#### [What is expected]
Go through the data below and report how many lines contain "tree"; the reply holds only that number.

━━━━━━

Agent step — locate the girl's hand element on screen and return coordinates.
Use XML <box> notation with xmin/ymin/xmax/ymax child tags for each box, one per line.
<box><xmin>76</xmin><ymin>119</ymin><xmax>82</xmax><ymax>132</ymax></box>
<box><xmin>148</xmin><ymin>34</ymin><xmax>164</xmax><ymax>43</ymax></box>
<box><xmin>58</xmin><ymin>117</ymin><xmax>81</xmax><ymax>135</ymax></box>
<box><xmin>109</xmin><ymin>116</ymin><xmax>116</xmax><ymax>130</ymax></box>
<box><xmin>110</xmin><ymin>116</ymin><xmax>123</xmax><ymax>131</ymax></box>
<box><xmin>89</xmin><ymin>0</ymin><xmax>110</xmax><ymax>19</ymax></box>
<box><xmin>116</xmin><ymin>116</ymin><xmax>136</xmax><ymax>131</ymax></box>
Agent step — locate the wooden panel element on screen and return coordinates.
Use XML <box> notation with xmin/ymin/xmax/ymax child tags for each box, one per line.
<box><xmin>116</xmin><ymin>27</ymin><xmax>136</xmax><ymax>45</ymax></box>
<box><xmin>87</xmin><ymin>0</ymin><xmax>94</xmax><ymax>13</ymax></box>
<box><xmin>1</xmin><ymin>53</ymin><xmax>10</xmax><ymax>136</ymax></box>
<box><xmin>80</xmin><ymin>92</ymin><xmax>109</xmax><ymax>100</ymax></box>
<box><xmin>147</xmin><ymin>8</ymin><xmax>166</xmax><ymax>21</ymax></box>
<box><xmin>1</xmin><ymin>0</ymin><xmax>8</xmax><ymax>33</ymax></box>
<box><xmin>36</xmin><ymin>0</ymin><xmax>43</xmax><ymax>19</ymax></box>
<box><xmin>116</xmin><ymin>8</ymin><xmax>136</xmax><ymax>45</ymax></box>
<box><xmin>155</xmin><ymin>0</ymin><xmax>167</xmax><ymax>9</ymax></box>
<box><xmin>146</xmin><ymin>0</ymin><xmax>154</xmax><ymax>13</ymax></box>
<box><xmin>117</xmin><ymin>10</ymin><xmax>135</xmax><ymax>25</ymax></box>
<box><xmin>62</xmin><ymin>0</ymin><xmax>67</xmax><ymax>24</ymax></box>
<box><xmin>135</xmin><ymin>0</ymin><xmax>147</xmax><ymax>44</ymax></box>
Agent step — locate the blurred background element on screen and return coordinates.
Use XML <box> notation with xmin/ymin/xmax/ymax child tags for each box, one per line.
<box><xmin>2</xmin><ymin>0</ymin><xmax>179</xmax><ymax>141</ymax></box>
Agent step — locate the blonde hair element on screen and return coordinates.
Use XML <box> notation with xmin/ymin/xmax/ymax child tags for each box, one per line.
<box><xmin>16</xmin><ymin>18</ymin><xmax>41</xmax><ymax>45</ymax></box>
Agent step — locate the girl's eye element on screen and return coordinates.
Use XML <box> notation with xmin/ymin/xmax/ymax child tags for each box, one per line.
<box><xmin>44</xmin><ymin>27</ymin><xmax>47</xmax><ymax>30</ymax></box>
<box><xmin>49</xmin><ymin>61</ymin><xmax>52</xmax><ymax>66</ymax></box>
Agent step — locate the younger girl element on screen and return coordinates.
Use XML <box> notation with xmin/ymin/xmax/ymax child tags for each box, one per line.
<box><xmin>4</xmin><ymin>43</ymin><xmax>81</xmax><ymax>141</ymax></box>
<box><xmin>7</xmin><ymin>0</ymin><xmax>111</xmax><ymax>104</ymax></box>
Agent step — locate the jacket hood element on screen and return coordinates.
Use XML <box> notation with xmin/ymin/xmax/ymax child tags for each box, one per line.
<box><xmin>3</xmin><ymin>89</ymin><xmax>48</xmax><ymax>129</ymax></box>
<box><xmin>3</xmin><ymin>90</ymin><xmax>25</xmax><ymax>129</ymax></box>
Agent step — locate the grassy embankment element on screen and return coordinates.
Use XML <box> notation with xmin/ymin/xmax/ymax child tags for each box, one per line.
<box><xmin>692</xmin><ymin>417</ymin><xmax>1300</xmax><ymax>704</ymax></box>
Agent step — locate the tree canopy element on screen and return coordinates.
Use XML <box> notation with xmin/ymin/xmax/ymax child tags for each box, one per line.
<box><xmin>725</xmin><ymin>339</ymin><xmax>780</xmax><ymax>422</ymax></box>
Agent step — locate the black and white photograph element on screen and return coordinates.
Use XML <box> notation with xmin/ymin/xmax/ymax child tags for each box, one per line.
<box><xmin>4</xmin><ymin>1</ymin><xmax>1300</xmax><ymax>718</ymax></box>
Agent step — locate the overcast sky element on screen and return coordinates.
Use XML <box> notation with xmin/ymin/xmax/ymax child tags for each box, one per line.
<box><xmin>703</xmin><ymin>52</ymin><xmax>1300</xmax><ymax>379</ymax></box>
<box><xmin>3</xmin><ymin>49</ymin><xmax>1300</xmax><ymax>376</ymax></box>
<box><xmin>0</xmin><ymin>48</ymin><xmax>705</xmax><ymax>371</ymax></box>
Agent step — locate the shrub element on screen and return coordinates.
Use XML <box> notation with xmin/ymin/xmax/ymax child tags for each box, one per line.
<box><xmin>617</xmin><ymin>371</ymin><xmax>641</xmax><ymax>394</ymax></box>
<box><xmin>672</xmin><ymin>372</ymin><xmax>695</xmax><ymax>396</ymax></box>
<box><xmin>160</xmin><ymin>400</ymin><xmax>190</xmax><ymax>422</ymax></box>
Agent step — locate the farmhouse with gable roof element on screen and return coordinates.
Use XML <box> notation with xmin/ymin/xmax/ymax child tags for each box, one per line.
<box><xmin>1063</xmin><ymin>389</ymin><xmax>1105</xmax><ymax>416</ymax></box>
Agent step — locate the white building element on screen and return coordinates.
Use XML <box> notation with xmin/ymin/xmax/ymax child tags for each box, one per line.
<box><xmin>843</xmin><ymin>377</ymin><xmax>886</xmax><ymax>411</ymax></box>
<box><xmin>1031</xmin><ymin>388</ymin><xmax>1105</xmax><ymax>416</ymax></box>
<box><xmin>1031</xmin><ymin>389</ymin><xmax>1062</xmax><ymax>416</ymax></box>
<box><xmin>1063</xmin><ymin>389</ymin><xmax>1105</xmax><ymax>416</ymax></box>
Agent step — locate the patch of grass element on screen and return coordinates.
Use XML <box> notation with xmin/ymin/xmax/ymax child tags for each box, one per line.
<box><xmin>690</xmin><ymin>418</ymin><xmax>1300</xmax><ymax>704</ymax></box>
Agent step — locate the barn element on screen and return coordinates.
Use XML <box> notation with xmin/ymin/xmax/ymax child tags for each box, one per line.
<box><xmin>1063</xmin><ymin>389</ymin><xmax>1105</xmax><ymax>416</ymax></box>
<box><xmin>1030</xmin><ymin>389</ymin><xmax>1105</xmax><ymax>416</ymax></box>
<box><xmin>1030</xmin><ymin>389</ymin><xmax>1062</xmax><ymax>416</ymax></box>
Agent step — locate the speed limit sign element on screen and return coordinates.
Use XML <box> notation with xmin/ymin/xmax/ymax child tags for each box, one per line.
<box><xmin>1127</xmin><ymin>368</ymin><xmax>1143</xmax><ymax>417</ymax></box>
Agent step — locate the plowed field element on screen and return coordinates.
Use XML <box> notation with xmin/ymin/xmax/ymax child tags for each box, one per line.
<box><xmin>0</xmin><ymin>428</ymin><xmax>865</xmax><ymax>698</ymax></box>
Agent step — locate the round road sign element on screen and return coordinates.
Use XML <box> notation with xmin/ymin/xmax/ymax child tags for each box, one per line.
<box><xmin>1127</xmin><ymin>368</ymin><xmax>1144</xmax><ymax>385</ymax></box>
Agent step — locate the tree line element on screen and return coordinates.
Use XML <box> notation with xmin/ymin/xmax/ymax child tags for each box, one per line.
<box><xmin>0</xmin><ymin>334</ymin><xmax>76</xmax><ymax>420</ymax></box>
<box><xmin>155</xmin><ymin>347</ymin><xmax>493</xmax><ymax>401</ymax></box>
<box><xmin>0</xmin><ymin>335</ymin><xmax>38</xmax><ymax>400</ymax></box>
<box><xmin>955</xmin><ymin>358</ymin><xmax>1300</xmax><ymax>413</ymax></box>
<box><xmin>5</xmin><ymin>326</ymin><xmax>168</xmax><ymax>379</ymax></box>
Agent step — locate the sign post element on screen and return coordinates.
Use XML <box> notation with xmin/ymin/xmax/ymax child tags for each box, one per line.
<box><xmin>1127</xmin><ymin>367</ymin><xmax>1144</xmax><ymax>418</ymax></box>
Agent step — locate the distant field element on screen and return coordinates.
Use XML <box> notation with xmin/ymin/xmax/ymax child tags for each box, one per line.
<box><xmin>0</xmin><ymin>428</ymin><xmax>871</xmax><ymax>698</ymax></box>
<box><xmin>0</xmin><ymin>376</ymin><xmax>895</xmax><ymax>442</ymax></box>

━━━━━━

#### [Response]
2